• **CONSIGNES**
**1.** Extrayez du passage cité le texte qui commence par « Le gardien et » et se poursuit jusqu'à « on se barre. ».
**2.** D'après le passage cité, combien de temps le « decoy » est-il censé survivre ?
**3.** Donnez la suite du passage cité, à partir de sa dernière phrase.

• **PASSAGE CITÉ**

Au passage, les grenades sont des projectiles.
Pour les classes cac, on est avec 2 zones d'aveuglements qui "pulse" donc ça réduit grandement les dégâts.

Les classes qui ne peuvent pas ralentir via snare, on en fait quoi ?
Le gardien et le guerrier, c'est des pets qui buffent ?
Je trouve que c'est plus intéressant d'utiliser le gardien dans son rôle de réduction de dégâts et le guerrier dans le kb / fear.

La stabilité, c'est un faux problème parce que je parle pas d'un groupe complet basé uniquement sur les fear / renversements / éclatements mais sur une complémentarité entre les classes pour les CC.

Faut voir le groupe du milieu comme un "decoy", tout le monde va focus ce petit groupe là pendant que ceux qui sont sur les flancs ne devraient pas être trop inquiétés.
C'est une stratégie qu'il faut utiliser pour écrémer un raid adverse :
30 mecs nous foncent dessus, on en bute 6/7 dans le laps de temps des 10 secondes de survie du decoy et on se barre.

----------


## Tygra

En fait moi je parle de nos nécros, gardiens, war, rangers ... et toi tu me parles de ceux en face  :;):  C'est juste une incompréhension.

• **DONNÉES**

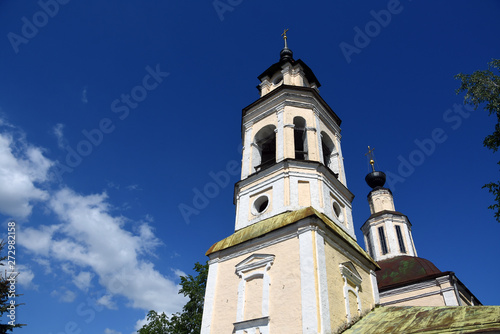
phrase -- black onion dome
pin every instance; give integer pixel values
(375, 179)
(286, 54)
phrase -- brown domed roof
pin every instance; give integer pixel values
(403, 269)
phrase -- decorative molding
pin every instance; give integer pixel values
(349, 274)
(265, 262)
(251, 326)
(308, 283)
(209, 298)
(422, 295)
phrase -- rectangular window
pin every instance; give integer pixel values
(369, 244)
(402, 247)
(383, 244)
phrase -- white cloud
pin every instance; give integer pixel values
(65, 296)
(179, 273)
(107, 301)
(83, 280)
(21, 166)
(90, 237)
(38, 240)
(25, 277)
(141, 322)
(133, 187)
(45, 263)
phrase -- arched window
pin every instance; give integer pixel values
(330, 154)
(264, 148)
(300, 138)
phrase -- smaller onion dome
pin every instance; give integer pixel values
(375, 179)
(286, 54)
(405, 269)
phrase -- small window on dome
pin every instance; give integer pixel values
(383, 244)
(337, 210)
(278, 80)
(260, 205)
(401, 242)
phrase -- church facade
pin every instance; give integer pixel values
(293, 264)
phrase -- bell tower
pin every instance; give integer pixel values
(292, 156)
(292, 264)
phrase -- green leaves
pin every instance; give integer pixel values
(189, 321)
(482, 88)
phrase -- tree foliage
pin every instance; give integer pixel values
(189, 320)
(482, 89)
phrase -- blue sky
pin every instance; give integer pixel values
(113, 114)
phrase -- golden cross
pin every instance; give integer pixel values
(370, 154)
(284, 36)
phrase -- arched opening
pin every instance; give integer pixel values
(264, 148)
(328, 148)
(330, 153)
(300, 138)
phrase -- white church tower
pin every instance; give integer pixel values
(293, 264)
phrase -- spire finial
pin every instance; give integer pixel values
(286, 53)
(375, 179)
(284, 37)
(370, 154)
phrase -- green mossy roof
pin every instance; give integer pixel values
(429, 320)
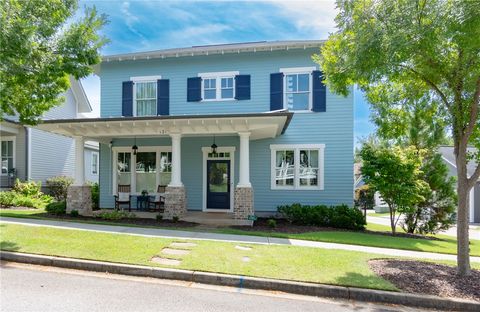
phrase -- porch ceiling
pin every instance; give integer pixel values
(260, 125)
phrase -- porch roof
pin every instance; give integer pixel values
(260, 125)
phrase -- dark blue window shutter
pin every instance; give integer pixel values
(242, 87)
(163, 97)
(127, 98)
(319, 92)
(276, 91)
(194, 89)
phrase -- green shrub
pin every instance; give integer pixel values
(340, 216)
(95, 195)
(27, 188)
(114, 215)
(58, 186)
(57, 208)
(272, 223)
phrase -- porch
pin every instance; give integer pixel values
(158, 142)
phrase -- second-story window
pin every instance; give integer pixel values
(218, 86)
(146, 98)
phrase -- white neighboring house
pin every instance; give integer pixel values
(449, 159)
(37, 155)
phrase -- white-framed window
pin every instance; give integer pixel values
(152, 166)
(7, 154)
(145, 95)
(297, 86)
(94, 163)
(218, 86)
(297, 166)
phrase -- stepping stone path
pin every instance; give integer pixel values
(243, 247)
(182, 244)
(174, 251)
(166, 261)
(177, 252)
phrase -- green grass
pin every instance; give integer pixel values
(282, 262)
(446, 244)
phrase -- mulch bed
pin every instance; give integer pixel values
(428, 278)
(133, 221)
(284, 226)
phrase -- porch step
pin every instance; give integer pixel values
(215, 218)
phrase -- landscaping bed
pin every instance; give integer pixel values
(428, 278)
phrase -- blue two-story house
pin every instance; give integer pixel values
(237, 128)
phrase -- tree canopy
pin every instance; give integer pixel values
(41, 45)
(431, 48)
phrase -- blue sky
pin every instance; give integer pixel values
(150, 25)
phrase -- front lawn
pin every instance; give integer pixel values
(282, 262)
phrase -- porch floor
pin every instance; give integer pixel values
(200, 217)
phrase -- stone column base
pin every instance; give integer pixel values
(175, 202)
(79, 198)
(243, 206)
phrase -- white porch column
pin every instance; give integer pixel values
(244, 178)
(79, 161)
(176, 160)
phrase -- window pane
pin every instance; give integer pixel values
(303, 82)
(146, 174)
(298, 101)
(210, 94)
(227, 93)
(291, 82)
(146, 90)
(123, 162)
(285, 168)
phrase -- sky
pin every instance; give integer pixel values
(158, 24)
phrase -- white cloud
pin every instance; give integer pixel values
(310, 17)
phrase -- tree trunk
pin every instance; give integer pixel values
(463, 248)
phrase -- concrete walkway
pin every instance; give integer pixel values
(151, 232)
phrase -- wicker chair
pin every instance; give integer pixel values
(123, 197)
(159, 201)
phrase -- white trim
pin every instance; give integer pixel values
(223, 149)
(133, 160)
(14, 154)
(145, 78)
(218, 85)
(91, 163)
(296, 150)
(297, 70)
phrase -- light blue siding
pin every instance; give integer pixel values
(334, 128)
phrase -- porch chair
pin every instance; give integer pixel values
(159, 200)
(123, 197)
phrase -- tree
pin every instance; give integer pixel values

• **RÉPONSES**
**1.**
Le gardien et le guerrier, c'est des pets qui buffent ?
Je trouve que c'est plus intéressant d'utiliser le gardien dans son rôle de réduction de dégâts et le guerrier dans le kb / fear.

La stabilité, c'est un faux problème parce que je parle pas d'un groupe complet basé uniquement sur les fear / renversements / éclatements mais sur une complémentarité entre les classes pour les CC.

Faut voir le groupe du milieu comme un "decoy", tout le monde va focus ce petit groupe là pendant que ceux qui sont sur les flancs ne devraient pas être trop inquiétés.
C'est une stratégie qu'il faut utiliser pour écrémer un raid adverse :
30 mecs nous foncent dessus, on en bute 6/7 dans le laps de temps des 10 secondes de survie du decoy et on se barre.

**2.** 10 secondes.

**3.**
Oui, ceux en face feront pas grand chose, c'est le but.

Et oui, comme je te le disais au dessus, il est hors de question que les war et gardiens soient des pets qui buffent au milieu. Ils ont l'armure pour tanker, les armes pour taper et les hard CC (bump/murs/fear) : ils vont s'en servir. Il faut juste se préparer à ce que les hard CC soient vachement moins efficaces sur un run guilde que sur un groupe de PU, mais on choppera quoi qu'il arrive des followers ou un nécro qui est pas sous plague.

Mais l'idée de base est la même, on parle de la même chose. Pour moi le terme "decoy" est un peu trop statique, mais après tout le rôle est le même que celui qu'on envisageait hier soir : être dans le tas et survivre (en distribuant des mandales) mais surtout détourner l'attention de toutes les autres classes qui gravitent autour !

----------


## Ptit gras

> Avec la solution proposée, il reste les dégâts en aoe des nécro, des elems et des mesmer.
> Donc en gros, 3 classes ferait 90% des dégâts ?


Non en fait 90% des dégâts directs viennent des AoE au sol des elems, des grands coups d'espadon et de marteau des gardiens et guerriers. C'est tout. Les rodeurs, voleurs, ingés sont presque inexistants parmi les bus optis ennemis (car moins tanky et moins de hard cc). Les necros et envout sont loin d'être des machins a dps brut en multicible.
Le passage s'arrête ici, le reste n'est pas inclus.